Data extracted from a collection:

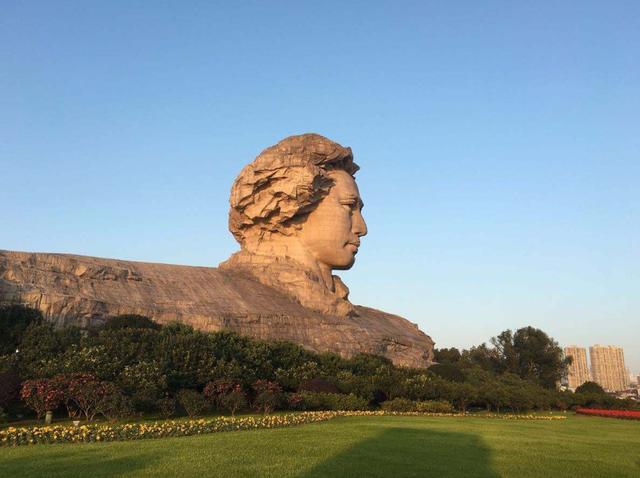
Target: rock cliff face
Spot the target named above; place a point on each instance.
(86, 291)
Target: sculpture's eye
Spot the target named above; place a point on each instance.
(350, 204)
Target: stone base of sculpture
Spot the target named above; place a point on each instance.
(86, 291)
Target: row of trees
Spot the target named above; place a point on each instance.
(134, 365)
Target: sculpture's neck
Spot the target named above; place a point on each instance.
(291, 248)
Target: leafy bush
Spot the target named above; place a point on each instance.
(434, 406)
(9, 389)
(192, 401)
(327, 401)
(226, 395)
(399, 405)
(86, 393)
(42, 395)
(114, 405)
(318, 385)
(145, 382)
(166, 406)
(268, 396)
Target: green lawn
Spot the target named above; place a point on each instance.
(358, 446)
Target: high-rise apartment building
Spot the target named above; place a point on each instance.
(607, 367)
(578, 371)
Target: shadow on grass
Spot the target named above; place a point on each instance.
(400, 452)
(74, 460)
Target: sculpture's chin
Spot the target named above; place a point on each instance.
(344, 266)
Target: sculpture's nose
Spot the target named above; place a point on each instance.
(359, 226)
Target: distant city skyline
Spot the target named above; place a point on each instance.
(606, 367)
(498, 145)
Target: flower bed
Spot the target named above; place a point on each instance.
(95, 432)
(626, 414)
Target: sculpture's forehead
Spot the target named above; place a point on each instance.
(344, 184)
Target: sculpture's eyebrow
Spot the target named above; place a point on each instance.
(351, 198)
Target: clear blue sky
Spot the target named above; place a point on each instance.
(499, 144)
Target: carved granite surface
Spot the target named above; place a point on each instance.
(296, 212)
(85, 290)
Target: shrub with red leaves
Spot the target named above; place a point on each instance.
(42, 395)
(625, 414)
(268, 395)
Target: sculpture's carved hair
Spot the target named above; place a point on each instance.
(283, 184)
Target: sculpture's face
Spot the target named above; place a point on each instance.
(333, 229)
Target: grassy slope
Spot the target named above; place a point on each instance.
(377, 446)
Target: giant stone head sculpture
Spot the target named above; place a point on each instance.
(298, 200)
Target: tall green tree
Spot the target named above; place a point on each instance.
(531, 354)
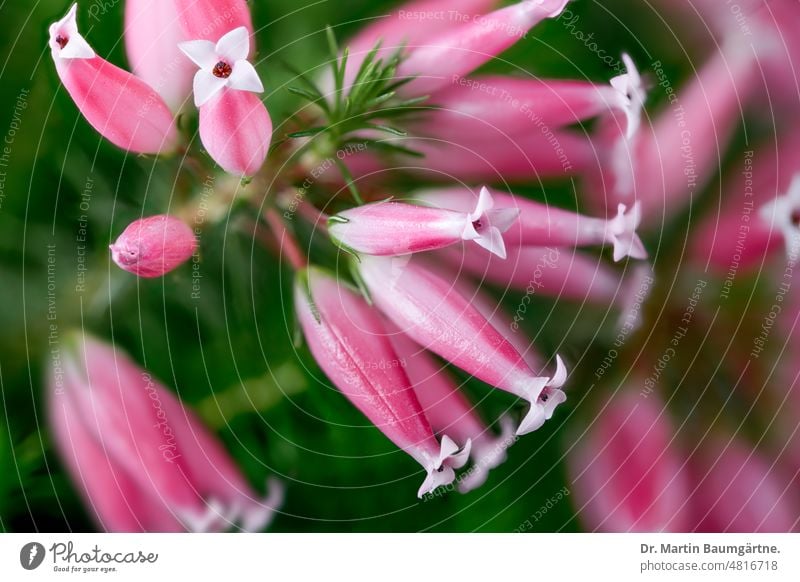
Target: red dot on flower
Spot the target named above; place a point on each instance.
(222, 70)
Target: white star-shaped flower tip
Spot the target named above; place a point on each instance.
(65, 40)
(632, 93)
(784, 211)
(222, 65)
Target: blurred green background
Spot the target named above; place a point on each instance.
(230, 354)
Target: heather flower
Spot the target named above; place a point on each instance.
(347, 339)
(542, 225)
(143, 462)
(235, 127)
(154, 246)
(154, 28)
(121, 107)
(739, 490)
(431, 312)
(628, 470)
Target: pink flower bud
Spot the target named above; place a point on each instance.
(628, 475)
(435, 315)
(451, 413)
(396, 228)
(740, 491)
(154, 246)
(460, 50)
(347, 338)
(143, 462)
(121, 107)
(543, 225)
(235, 126)
(512, 106)
(155, 28)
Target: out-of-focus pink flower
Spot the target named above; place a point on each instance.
(350, 344)
(485, 158)
(396, 228)
(544, 225)
(450, 412)
(155, 28)
(628, 472)
(511, 106)
(739, 491)
(235, 127)
(663, 166)
(142, 461)
(121, 107)
(460, 50)
(757, 212)
(434, 314)
(154, 246)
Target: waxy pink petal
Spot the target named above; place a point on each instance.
(121, 107)
(628, 471)
(350, 344)
(740, 490)
(511, 106)
(236, 129)
(211, 19)
(556, 272)
(151, 247)
(666, 165)
(155, 28)
(152, 35)
(755, 218)
(435, 315)
(460, 50)
(451, 413)
(142, 461)
(544, 225)
(396, 228)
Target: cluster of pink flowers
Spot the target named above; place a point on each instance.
(417, 260)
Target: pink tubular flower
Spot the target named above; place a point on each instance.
(396, 228)
(121, 107)
(555, 272)
(510, 105)
(665, 165)
(627, 472)
(143, 462)
(154, 246)
(758, 212)
(155, 28)
(347, 338)
(492, 158)
(460, 50)
(542, 225)
(740, 491)
(451, 413)
(435, 315)
(235, 127)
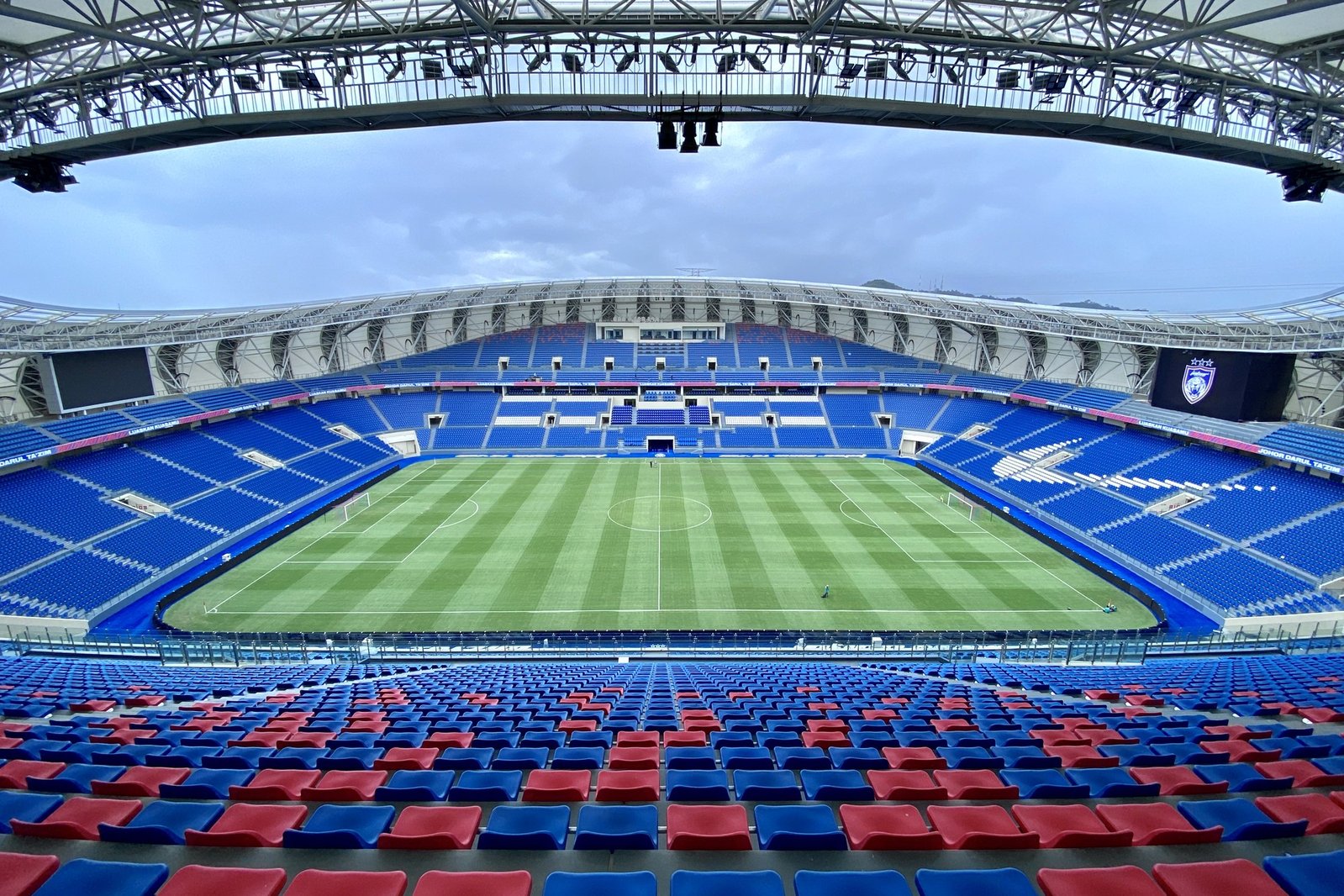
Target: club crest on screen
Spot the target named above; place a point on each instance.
(1198, 381)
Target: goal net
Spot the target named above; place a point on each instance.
(350, 507)
(962, 504)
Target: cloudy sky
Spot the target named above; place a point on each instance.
(311, 218)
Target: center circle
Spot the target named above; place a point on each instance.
(653, 514)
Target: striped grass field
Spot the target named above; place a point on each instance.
(724, 545)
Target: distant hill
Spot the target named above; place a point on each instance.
(1085, 303)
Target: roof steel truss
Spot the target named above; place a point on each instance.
(1310, 325)
(109, 76)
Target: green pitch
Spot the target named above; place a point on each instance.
(526, 545)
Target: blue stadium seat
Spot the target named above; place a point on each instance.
(1240, 820)
(850, 883)
(341, 828)
(726, 883)
(640, 883)
(163, 822)
(526, 828)
(798, 828)
(617, 828)
(105, 879)
(1000, 882)
(1319, 875)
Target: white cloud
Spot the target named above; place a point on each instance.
(354, 213)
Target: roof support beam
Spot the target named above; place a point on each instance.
(1225, 24)
(87, 29)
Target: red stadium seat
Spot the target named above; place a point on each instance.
(558, 786)
(1070, 826)
(683, 739)
(408, 758)
(433, 828)
(636, 758)
(913, 758)
(78, 819)
(444, 739)
(639, 738)
(1303, 772)
(22, 875)
(1176, 781)
(888, 828)
(345, 788)
(198, 880)
(1081, 756)
(625, 786)
(249, 825)
(1156, 824)
(475, 883)
(1124, 880)
(347, 883)
(1216, 879)
(15, 774)
(276, 783)
(904, 783)
(1323, 815)
(709, 828)
(980, 828)
(973, 783)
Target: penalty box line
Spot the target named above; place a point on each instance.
(913, 559)
(291, 558)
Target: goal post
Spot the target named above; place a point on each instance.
(352, 505)
(967, 505)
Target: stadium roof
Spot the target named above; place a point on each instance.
(1254, 82)
(1308, 325)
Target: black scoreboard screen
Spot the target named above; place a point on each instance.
(1231, 386)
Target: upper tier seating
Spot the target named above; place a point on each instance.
(46, 500)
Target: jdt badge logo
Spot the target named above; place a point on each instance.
(1199, 381)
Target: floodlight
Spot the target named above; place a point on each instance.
(43, 177)
(540, 55)
(1304, 187)
(572, 58)
(688, 137)
(711, 134)
(43, 116)
(626, 60)
(161, 94)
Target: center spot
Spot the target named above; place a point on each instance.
(651, 514)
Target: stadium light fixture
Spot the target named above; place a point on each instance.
(540, 55)
(671, 62)
(711, 134)
(667, 134)
(43, 177)
(572, 58)
(688, 144)
(395, 70)
(630, 55)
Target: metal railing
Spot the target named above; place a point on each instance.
(1061, 648)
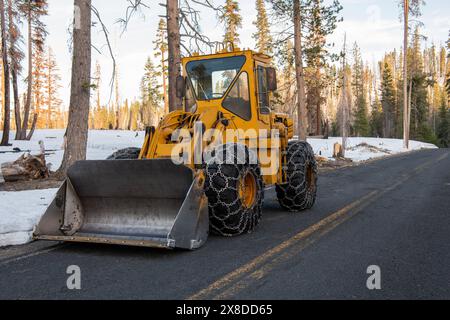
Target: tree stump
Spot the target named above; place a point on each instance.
(338, 151)
(27, 167)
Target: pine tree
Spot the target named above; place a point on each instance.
(387, 101)
(161, 48)
(97, 117)
(16, 56)
(33, 11)
(51, 88)
(39, 73)
(262, 36)
(6, 74)
(232, 20)
(151, 95)
(443, 131)
(376, 118)
(448, 68)
(361, 125)
(320, 21)
(418, 83)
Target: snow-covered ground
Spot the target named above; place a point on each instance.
(101, 144)
(20, 211)
(362, 149)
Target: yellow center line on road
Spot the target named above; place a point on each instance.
(241, 278)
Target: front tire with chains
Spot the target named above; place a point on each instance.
(234, 211)
(299, 192)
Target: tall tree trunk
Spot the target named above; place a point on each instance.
(6, 97)
(49, 92)
(77, 128)
(33, 127)
(173, 31)
(27, 107)
(17, 116)
(406, 112)
(301, 92)
(166, 98)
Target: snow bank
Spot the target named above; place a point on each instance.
(101, 144)
(20, 211)
(362, 149)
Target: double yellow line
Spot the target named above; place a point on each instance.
(241, 278)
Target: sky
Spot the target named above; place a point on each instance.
(374, 24)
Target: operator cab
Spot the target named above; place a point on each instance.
(225, 79)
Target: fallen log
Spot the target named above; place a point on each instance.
(27, 167)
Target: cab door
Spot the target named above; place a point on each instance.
(263, 94)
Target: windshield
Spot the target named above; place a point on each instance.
(212, 78)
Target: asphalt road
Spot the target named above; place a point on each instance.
(393, 213)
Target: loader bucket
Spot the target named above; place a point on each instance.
(148, 203)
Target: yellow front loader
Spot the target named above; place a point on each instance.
(203, 169)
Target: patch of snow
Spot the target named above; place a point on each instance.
(362, 149)
(101, 144)
(20, 212)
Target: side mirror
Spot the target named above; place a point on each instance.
(272, 84)
(181, 87)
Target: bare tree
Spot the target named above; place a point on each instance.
(406, 122)
(183, 31)
(173, 40)
(6, 97)
(16, 56)
(301, 90)
(77, 129)
(33, 10)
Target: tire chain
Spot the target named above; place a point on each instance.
(295, 195)
(125, 154)
(224, 171)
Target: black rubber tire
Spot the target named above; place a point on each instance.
(125, 154)
(229, 216)
(299, 193)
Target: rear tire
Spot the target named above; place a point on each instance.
(235, 190)
(299, 192)
(125, 154)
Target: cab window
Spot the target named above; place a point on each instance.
(263, 92)
(238, 99)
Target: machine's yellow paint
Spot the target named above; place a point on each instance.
(158, 142)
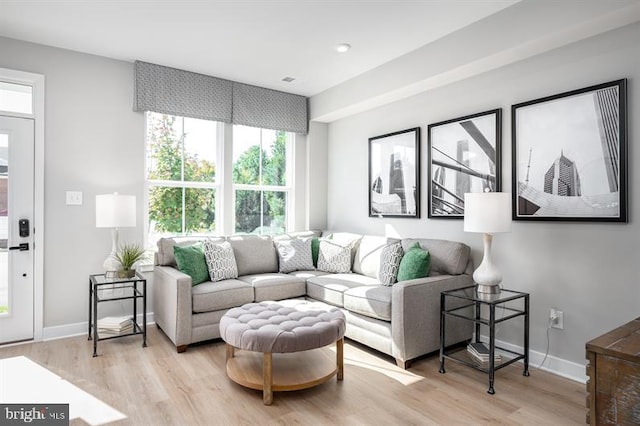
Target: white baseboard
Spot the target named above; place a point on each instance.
(558, 366)
(77, 329)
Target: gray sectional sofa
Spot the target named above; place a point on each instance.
(401, 320)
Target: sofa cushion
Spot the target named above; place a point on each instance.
(390, 259)
(275, 286)
(308, 274)
(367, 258)
(330, 288)
(210, 296)
(294, 255)
(220, 260)
(414, 264)
(192, 262)
(254, 254)
(372, 301)
(334, 257)
(165, 256)
(447, 257)
(345, 238)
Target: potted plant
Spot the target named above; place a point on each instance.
(128, 255)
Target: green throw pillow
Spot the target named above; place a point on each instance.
(414, 264)
(191, 261)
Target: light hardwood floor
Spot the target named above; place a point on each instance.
(157, 386)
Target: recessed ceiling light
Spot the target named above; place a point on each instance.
(343, 47)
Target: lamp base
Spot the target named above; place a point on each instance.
(488, 288)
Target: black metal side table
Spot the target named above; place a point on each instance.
(133, 289)
(478, 317)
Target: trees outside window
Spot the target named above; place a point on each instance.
(181, 175)
(260, 171)
(183, 183)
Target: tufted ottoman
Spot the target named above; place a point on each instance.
(291, 327)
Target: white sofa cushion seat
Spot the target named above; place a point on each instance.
(210, 296)
(254, 254)
(275, 286)
(308, 274)
(372, 301)
(330, 288)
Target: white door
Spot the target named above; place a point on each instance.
(16, 229)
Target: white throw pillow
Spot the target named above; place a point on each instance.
(295, 255)
(221, 261)
(390, 263)
(334, 257)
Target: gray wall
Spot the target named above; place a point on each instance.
(588, 270)
(94, 143)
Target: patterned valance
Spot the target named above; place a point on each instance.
(259, 107)
(177, 92)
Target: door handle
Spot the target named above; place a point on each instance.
(21, 247)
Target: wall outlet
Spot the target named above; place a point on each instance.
(74, 198)
(556, 317)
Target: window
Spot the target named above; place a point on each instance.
(182, 182)
(16, 98)
(261, 180)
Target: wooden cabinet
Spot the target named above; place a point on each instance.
(613, 388)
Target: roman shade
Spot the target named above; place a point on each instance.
(172, 91)
(177, 92)
(270, 109)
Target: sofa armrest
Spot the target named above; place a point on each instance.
(172, 308)
(415, 316)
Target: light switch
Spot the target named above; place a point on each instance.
(74, 198)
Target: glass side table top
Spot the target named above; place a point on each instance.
(102, 279)
(471, 293)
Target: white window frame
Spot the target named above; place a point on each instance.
(216, 185)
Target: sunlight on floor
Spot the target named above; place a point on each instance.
(24, 381)
(359, 358)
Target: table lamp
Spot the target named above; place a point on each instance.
(114, 211)
(488, 213)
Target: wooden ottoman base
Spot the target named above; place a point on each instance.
(284, 372)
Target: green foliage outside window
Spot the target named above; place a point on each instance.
(183, 210)
(170, 162)
(256, 209)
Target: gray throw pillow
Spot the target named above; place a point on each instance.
(295, 255)
(221, 261)
(390, 263)
(334, 257)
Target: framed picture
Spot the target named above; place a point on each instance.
(570, 156)
(464, 156)
(394, 174)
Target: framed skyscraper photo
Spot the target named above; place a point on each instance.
(570, 155)
(394, 174)
(464, 156)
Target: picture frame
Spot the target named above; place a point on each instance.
(394, 174)
(465, 155)
(570, 155)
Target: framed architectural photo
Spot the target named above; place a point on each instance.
(464, 156)
(394, 174)
(570, 156)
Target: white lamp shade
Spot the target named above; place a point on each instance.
(487, 212)
(115, 211)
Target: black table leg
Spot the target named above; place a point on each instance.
(144, 314)
(95, 321)
(492, 347)
(526, 336)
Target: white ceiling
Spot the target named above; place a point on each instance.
(252, 41)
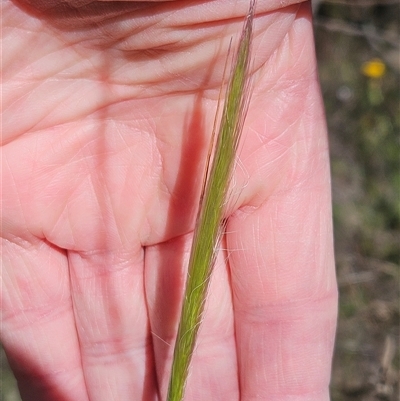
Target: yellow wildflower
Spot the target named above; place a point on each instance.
(374, 68)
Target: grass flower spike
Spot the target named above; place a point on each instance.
(210, 220)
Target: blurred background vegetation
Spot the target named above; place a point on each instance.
(357, 43)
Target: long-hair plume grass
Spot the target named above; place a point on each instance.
(210, 221)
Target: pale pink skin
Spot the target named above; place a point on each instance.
(105, 132)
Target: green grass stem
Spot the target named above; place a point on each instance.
(210, 220)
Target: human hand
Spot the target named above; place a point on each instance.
(107, 113)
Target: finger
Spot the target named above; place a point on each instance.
(37, 322)
(112, 325)
(213, 371)
(283, 277)
(284, 298)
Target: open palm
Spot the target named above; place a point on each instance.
(107, 112)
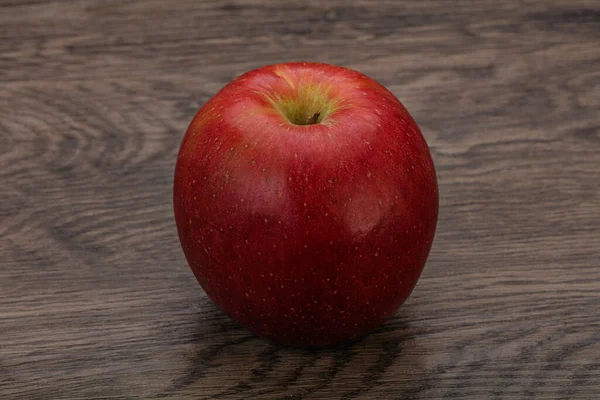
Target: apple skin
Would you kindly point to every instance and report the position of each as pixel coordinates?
(313, 234)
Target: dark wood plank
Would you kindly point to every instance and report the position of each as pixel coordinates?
(96, 300)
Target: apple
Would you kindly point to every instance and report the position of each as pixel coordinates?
(306, 202)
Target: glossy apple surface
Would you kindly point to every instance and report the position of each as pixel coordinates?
(306, 202)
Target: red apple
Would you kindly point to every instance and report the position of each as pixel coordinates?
(306, 202)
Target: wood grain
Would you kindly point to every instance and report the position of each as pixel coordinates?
(96, 300)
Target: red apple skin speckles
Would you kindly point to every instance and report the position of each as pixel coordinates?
(305, 234)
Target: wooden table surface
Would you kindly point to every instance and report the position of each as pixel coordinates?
(96, 299)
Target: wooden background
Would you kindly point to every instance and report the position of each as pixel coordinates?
(96, 300)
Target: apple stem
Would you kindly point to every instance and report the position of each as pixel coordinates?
(313, 120)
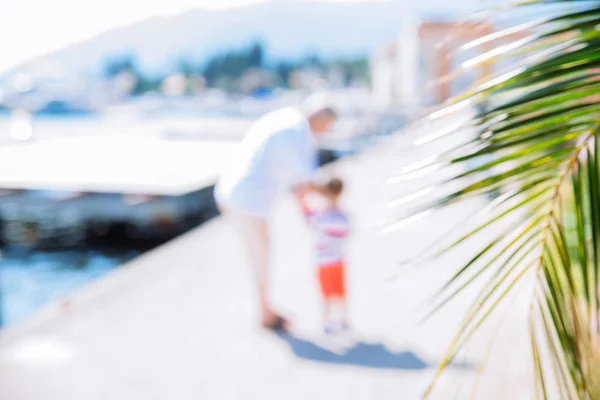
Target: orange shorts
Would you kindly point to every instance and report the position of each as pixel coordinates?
(332, 280)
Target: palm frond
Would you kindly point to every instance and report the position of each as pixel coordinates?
(538, 141)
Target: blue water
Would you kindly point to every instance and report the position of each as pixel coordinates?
(28, 282)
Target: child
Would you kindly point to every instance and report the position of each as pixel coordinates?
(331, 228)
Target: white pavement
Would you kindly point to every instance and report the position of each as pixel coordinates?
(179, 323)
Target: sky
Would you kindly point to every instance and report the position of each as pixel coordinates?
(29, 28)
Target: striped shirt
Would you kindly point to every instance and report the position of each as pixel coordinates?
(331, 228)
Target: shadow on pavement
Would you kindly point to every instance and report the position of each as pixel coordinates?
(360, 354)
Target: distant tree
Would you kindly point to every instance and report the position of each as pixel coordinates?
(256, 55)
(115, 65)
(186, 68)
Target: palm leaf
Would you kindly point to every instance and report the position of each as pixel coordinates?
(538, 140)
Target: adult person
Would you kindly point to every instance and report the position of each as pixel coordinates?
(278, 154)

The exercise:
The lines to quote run from the one containing "Target: child" through the final line of the material above; please give them exactly, both ends included, and nothing else.

Written solution:
Target: child
Would you kindly point to every instance and report the position of each as pixel coordinates?
(331, 228)
Target: white pavement
Would you kindly point to every instance and report the position of each as pixel coordinates?
(179, 323)
Target: sky
Would you kindly point to every instance and report the position of each as pixel coordinates?
(29, 28)
Target: striped shirt
Would you kindly point to every instance and report the position of each as pixel coordinates?
(331, 228)
Target: shadow on pavement
Would you kindly point to every instance and report the position of each as pixel coordinates?
(360, 354)
Target: distant tree
Would you kindly point to every instance and report the position of each as pixel coordinates?
(256, 55)
(115, 65)
(186, 68)
Target: palm leaf
Would you kindly point to every instance and report the position of each as pixel coordinates?
(538, 140)
Target: adult person
Would you kindly point to every instance and report the position of each as pixel coordinates?
(278, 154)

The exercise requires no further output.